EXERCISE OBJECTIVE
Print the records exactly and in full, please; the pictures stay out.

[Opening AVAILABLE DATA section]

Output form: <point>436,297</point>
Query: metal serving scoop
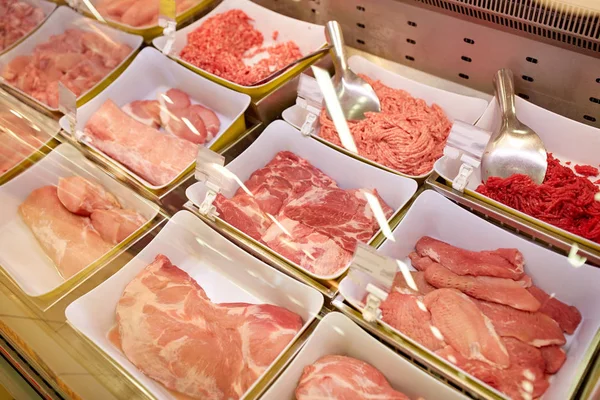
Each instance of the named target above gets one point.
<point>354,94</point>
<point>515,148</point>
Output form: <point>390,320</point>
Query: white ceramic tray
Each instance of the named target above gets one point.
<point>160,74</point>
<point>47,7</point>
<point>347,172</point>
<point>226,273</point>
<point>62,19</point>
<point>308,37</point>
<point>566,139</point>
<point>456,106</point>
<point>20,254</point>
<point>433,215</point>
<point>337,335</point>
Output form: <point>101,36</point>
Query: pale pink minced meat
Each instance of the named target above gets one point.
<point>222,43</point>
<point>407,135</point>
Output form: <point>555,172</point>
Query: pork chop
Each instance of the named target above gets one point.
<point>68,239</point>
<point>536,329</point>
<point>465,328</point>
<point>336,377</point>
<point>501,263</point>
<point>172,332</point>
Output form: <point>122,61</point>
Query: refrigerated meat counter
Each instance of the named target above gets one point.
<point>256,232</point>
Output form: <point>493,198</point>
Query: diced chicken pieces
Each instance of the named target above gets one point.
<point>465,328</point>
<point>501,263</point>
<point>536,329</point>
<point>81,196</point>
<point>568,317</point>
<point>68,239</point>
<point>497,290</point>
<point>116,225</point>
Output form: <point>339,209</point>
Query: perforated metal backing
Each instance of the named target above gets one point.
<point>433,40</point>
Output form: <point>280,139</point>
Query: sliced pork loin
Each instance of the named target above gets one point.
<point>82,196</point>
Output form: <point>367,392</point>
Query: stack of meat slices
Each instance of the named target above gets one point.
<point>299,212</point>
<point>130,135</point>
<point>480,311</point>
<point>77,222</point>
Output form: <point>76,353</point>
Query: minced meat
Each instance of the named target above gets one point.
<point>564,199</point>
<point>407,135</point>
<point>224,44</point>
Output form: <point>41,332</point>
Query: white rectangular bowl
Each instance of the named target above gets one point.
<point>566,139</point>
<point>20,254</point>
<point>349,173</point>
<point>160,74</point>
<point>226,273</point>
<point>433,215</point>
<point>309,37</point>
<point>336,334</point>
<point>47,7</point>
<point>456,106</point>
<point>62,19</point>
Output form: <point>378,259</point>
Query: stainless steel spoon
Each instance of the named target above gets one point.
<point>354,94</point>
<point>515,148</point>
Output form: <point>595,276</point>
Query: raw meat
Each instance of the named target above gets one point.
<point>156,157</point>
<point>501,263</point>
<point>407,313</point>
<point>116,225</point>
<point>68,239</point>
<point>244,213</point>
<point>77,58</point>
<point>82,197</point>
<point>172,332</point>
<point>306,247</point>
<point>18,139</point>
<point>536,329</point>
<point>228,45</point>
<point>335,377</point>
<point>343,215</point>
<point>568,317</point>
<point>138,13</point>
<point>554,357</point>
<point>145,111</point>
<point>524,379</point>
<point>406,136</point>
<point>17,19</point>
<point>564,199</point>
<point>465,328</point>
<point>285,176</point>
<point>497,290</point>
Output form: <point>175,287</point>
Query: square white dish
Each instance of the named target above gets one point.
<point>456,106</point>
<point>47,7</point>
<point>18,246</point>
<point>62,19</point>
<point>433,215</point>
<point>160,74</point>
<point>225,272</point>
<point>336,334</point>
<point>566,139</point>
<point>349,173</point>
<point>309,37</point>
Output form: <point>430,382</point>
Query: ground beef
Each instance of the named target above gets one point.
<point>564,199</point>
<point>407,135</point>
<point>223,42</point>
<point>586,170</point>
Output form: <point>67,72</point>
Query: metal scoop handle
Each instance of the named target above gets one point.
<point>505,92</point>
<point>334,36</point>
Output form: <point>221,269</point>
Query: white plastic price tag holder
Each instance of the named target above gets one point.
<point>309,98</point>
<point>466,143</point>
<point>167,20</point>
<point>210,169</point>
<point>379,267</point>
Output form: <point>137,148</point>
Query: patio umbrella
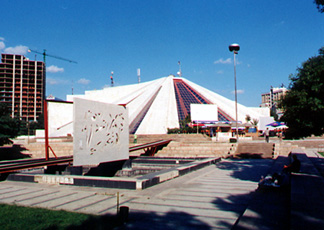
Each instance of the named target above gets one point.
<point>276,124</point>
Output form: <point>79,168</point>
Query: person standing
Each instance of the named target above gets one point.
<point>266,134</point>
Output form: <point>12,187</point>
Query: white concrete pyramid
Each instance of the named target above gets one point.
<point>153,107</point>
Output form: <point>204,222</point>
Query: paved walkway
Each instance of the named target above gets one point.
<point>211,198</point>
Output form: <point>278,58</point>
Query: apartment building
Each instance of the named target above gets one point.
<point>272,99</point>
<point>22,86</point>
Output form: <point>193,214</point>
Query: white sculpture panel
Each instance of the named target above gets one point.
<point>100,132</point>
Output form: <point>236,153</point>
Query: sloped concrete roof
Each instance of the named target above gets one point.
<point>153,107</point>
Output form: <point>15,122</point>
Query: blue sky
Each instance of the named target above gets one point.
<point>121,36</point>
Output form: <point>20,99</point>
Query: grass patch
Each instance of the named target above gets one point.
<point>18,217</point>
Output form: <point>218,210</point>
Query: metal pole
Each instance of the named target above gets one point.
<point>235,96</point>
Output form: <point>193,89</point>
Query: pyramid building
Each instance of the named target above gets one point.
<point>160,104</point>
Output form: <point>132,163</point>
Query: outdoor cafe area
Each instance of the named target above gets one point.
<point>225,131</point>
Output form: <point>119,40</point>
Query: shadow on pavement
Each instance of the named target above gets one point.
<point>143,220</point>
<point>262,208</point>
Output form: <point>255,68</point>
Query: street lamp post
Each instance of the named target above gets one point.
<point>235,48</point>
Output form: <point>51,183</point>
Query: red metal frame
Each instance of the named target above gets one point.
<point>47,146</point>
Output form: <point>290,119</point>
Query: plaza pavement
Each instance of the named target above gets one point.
<point>210,198</point>
<point>219,196</point>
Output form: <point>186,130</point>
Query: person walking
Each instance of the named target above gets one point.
<point>266,134</point>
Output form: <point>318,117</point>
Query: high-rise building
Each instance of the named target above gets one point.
<point>22,86</point>
<point>272,99</point>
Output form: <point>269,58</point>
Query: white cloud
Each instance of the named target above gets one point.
<point>84,81</point>
<point>222,61</point>
<point>239,91</point>
<point>56,81</point>
<point>52,81</point>
<point>22,50</point>
<point>54,69</point>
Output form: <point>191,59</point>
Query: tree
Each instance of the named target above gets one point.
<point>9,127</point>
<point>320,5</point>
<point>303,104</point>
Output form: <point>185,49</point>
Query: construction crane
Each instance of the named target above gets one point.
<point>49,55</point>
<point>44,59</point>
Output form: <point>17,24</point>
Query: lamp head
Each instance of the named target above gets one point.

[Closing AVAILABLE DATA section]

SOLUTION FOR THIS EXERCISE
Output form: <point>436,297</point>
Query: metal serving scoop
Each instance of the named target above gets one point.
<point>354,94</point>
<point>515,148</point>
Output form: <point>390,320</point>
Query: white ceramic tray
Each instance of the named target above gets one point.
<point>160,74</point>
<point>47,7</point>
<point>347,172</point>
<point>226,273</point>
<point>62,19</point>
<point>308,37</point>
<point>566,139</point>
<point>456,106</point>
<point>20,254</point>
<point>433,215</point>
<point>337,335</point>
Output form: <point>101,36</point>
Query: pale pink minced meat
Each instance of the named target above gets one point.
<point>222,43</point>
<point>407,135</point>
Output form: <point>555,172</point>
Query: pork chop
Each instance of the named target above gets one point.
<point>68,239</point>
<point>536,329</point>
<point>465,328</point>
<point>336,377</point>
<point>501,263</point>
<point>172,332</point>
Output form: <point>122,61</point>
Query: refrigerated meat counter
Each instance of the named target above gets one point.
<point>256,232</point>
Output form: <point>493,198</point>
Query: diced chicken pieces
Each instance of the named target above gets one point.
<point>465,328</point>
<point>501,263</point>
<point>536,329</point>
<point>81,196</point>
<point>568,317</point>
<point>68,239</point>
<point>497,290</point>
<point>116,225</point>
Output form: <point>339,209</point>
Query: perforated metal backing
Each instance of the named target above gets one point.
<point>433,40</point>
Output form: <point>280,139</point>
Query: sliced pork loin
Each instance of the named target above gets one point.
<point>82,196</point>
Output form: <point>367,392</point>
Query: stack of meat slices
Each instance of the named target above gets one point.
<point>299,212</point>
<point>130,135</point>
<point>480,311</point>
<point>77,222</point>
Output form: <point>76,353</point>
Query: minced meat
Each instance of the named target above gets one point.
<point>564,199</point>
<point>407,135</point>
<point>224,44</point>
Output form: <point>41,332</point>
Query: white rectangular bowl
Each instance of the named target above gets one point.
<point>566,139</point>
<point>20,254</point>
<point>349,173</point>
<point>160,74</point>
<point>226,273</point>
<point>433,215</point>
<point>309,37</point>
<point>336,334</point>
<point>47,7</point>
<point>456,106</point>
<point>62,19</point>
Output form: <point>378,259</point>
Query: stainless steel spoon
Each instance of the named target above gets one point.
<point>354,94</point>
<point>515,148</point>
Output form: <point>595,276</point>
Query: raw meat
Each instance of the named target above gets one point.
<point>156,157</point>
<point>501,263</point>
<point>407,313</point>
<point>116,225</point>
<point>68,239</point>
<point>244,213</point>
<point>77,58</point>
<point>82,197</point>
<point>172,332</point>
<point>306,247</point>
<point>18,139</point>
<point>536,329</point>
<point>228,45</point>
<point>335,377</point>
<point>343,215</point>
<point>568,317</point>
<point>138,13</point>
<point>554,357</point>
<point>145,111</point>
<point>524,379</point>
<point>406,136</point>
<point>17,19</point>
<point>564,199</point>
<point>465,328</point>
<point>285,176</point>
<point>497,290</point>
Output form: <point>175,287</point>
Query: square white dish
Each instance of the named target above gets one point.
<point>456,106</point>
<point>47,7</point>
<point>18,246</point>
<point>62,19</point>
<point>433,215</point>
<point>160,74</point>
<point>225,272</point>
<point>336,334</point>
<point>566,139</point>
<point>349,173</point>
<point>309,37</point>
Output form: <point>430,382</point>
Query: ground beef
Each instance of the named target above gets one point.
<point>564,199</point>
<point>407,135</point>
<point>223,42</point>
<point>586,170</point>
Output form: <point>67,72</point>
Query: metal scoop handle
Each instance of the named target above gets one point.
<point>505,92</point>
<point>334,36</point>
Output form: <point>221,269</point>
Query: white plastic price tag holder
Each instance of the named target above gets one point.
<point>309,98</point>
<point>466,143</point>
<point>167,20</point>
<point>210,169</point>
<point>379,267</point>
Output form: <point>137,148</point>
Query: patio umbrella
Each instance of the named target above gets one point.
<point>276,124</point>
Output form: <point>79,168</point>
Query: person standing
Each instance of the named target above gets one point.
<point>266,134</point>
Output form: <point>12,187</point>
Query: white concrete pyramid
Each instance of the named target above gets one point.
<point>153,107</point>
Output form: <point>204,222</point>
Query: paved walkway
Each instance of the named target above gets one point.
<point>211,198</point>
Output form: <point>278,58</point>
Query: apartment building
Each instance of the named target above gets one point.
<point>272,99</point>
<point>22,86</point>
Output form: <point>193,214</point>
Query: white sculpture panel
Each instance of the named target above gets one point.
<point>100,132</point>
Output form: <point>236,153</point>
Query: sloped concrete roof
Each instance of the named target above gets one point.
<point>153,107</point>
Output form: <point>15,122</point>
Query: blue sky
Each instance of the named target above gets one point.
<point>121,36</point>
Output form: <point>20,99</point>
Query: grass patch
Each instance of the named target above gets one point.
<point>18,217</point>
Output form: <point>218,210</point>
Query: metal pole
Each instance of the named target above gets one point.
<point>235,96</point>
Output form: <point>193,89</point>
Query: pyramid building
Each instance of the named target above gets one point.
<point>160,104</point>
Output form: <point>132,163</point>
Query: outdoor cafe area
Each instance of the named target above gets one point.
<point>225,131</point>
Output form: <point>119,40</point>
Query: shadow on pavement
Each instance of the named target above gets one point.
<point>143,220</point>
<point>262,208</point>
Output form: <point>255,68</point>
Query: street lamp post
Each instance of the named target above gets one point.
<point>235,48</point>
Output form: <point>51,183</point>
Query: red metal frame
Each instance of the named target above gets one point.
<point>47,146</point>
Output form: <point>290,119</point>
Query: plaza pavement
Each instance of the named target above gets one point.
<point>210,198</point>
<point>219,196</point>
Output form: <point>186,130</point>
Query: person walking
Each instance of the named target above gets one point.
<point>266,134</point>
Output form: <point>318,117</point>
Query: high-rise building
Each instance of the named target above gets one point.
<point>22,86</point>
<point>272,99</point>
Output form: <point>269,58</point>
Query: white cloud
Each instance of the named target above gets one point.
<point>84,81</point>
<point>222,61</point>
<point>239,91</point>
<point>56,81</point>
<point>52,81</point>
<point>22,50</point>
<point>54,69</point>
Output form: <point>191,59</point>
Query: tree
Each instance of the named target above gets one point.
<point>9,127</point>
<point>320,5</point>
<point>303,104</point>
Output form: <point>185,49</point>
Query: construction crane
Each instance of the named target above gets one point.
<point>49,55</point>
<point>44,59</point>
Output form: <point>17,24</point>
Query: lamp head
Each instance of the named target above gets one point.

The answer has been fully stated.